Format every item below as a numbered list of its lines, skipping blank lines.
--- START Entries ---
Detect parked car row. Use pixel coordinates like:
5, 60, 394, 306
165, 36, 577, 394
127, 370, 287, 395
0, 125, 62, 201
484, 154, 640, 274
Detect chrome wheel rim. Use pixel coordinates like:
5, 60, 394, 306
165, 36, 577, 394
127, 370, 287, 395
--- END Entries ---
Correct answer:
1. Detect parked car row. Use pixel coordinates like:
2. 5, 60, 394, 306
3. 165, 36, 577, 394
4. 127, 370, 287, 395
5. 0, 125, 62, 201
6. 484, 154, 640, 274
7. Detect chrome wheel rim. Use pixel coordinates like:
8. 5, 60, 394, 306
9. 165, 36, 577, 394
10. 127, 370, 287, 395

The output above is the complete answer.